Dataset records
-*-*-

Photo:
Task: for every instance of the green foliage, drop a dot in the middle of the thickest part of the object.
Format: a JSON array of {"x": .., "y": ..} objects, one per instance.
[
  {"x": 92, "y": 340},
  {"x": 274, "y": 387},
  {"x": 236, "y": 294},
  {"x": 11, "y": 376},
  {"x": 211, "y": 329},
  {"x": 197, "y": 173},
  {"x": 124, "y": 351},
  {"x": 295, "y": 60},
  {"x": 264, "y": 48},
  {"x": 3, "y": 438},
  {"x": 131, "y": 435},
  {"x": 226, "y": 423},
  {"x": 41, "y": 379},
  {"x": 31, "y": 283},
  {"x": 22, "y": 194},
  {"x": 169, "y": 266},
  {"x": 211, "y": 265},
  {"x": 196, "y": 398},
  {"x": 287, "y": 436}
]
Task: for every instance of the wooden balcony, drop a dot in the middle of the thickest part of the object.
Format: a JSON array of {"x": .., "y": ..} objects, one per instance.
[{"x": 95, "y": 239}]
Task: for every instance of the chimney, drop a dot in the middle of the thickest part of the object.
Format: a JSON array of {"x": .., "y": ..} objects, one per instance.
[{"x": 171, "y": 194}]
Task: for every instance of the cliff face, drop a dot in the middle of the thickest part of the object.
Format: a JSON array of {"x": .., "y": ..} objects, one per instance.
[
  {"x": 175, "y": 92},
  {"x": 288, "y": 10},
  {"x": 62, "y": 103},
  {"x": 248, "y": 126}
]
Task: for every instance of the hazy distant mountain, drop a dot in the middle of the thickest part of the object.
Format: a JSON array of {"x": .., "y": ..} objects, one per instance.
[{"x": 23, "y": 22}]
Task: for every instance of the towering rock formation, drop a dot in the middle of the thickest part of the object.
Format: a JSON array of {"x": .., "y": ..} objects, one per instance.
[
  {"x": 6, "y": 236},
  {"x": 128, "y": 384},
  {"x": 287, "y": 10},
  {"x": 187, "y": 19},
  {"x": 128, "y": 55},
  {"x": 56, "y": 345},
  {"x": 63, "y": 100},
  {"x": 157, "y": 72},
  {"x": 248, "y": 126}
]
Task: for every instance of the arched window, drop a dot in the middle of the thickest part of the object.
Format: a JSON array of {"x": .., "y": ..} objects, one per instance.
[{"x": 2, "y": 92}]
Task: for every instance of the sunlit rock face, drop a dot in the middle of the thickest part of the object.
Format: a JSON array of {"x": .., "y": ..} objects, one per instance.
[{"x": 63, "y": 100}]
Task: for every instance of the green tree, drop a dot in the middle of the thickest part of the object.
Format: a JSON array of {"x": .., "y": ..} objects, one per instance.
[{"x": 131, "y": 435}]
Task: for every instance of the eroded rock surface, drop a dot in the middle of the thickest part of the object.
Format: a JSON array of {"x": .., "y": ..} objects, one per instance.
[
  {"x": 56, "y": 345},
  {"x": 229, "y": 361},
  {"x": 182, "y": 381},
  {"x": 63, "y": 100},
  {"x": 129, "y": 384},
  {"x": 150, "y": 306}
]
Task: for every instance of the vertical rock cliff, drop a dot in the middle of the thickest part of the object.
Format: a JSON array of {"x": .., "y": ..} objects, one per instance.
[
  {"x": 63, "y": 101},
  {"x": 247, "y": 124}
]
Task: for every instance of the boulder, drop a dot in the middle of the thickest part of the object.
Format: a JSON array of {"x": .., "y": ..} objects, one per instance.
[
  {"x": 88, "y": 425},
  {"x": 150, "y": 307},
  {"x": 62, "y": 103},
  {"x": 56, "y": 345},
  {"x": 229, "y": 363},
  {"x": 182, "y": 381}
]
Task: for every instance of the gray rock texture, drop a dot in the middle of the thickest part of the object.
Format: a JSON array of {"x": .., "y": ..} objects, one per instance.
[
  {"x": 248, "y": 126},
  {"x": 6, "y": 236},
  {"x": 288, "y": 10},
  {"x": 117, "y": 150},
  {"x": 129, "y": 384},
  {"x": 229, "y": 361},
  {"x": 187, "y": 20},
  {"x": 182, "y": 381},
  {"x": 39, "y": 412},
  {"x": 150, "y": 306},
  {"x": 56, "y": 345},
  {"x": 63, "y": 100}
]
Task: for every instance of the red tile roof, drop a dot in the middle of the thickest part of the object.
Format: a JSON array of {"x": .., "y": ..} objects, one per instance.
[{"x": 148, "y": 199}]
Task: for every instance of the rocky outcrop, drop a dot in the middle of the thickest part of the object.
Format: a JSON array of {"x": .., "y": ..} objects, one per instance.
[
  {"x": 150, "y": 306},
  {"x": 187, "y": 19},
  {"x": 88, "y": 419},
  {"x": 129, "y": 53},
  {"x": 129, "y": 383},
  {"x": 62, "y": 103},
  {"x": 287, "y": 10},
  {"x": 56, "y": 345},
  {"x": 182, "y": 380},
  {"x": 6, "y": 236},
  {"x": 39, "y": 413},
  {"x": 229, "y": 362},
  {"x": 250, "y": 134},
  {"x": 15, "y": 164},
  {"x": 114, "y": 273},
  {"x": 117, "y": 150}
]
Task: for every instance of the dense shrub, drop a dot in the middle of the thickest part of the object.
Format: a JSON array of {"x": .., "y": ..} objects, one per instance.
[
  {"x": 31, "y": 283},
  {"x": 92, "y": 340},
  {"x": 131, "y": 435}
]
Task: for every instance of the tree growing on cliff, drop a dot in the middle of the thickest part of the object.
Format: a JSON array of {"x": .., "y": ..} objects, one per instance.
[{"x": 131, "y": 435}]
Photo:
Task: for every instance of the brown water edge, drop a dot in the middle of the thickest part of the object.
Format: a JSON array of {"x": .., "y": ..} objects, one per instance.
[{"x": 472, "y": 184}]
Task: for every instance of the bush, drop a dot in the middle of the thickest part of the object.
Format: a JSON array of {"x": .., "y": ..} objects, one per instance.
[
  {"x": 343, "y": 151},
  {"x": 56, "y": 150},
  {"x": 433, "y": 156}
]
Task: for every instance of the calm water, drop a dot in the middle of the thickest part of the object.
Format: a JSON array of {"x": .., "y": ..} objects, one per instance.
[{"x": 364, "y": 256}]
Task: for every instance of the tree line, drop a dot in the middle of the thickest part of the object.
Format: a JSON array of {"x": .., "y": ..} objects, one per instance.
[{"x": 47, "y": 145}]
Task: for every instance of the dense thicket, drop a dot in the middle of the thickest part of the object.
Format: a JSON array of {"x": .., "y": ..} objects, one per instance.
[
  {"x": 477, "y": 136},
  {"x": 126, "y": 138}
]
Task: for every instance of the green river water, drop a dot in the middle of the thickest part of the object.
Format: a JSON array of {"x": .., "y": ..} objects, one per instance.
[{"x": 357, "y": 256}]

-*-*-

**WHAT IS EXPECTED**
Write out the listing again from the line with "Task: for every instance of the dense thicket, drop" through the end of the listing, requests included. Move every answer point by adding 103 to both its x and its y coordinate.

**THE ANSWER**
Task: for every instance of the dense thicket, drop a dot in the middle of the thickest part of the object.
Format: a JSON array of {"x": .., "y": ..} objects, one per instance.
[
  {"x": 580, "y": 239},
  {"x": 229, "y": 241}
]
Task: for every instance of the green river water, drop a dot in the middle of the thickest part of the object.
Format: a JSON array of {"x": .., "y": ..} objects, one per instance.
[{"x": 460, "y": 359}]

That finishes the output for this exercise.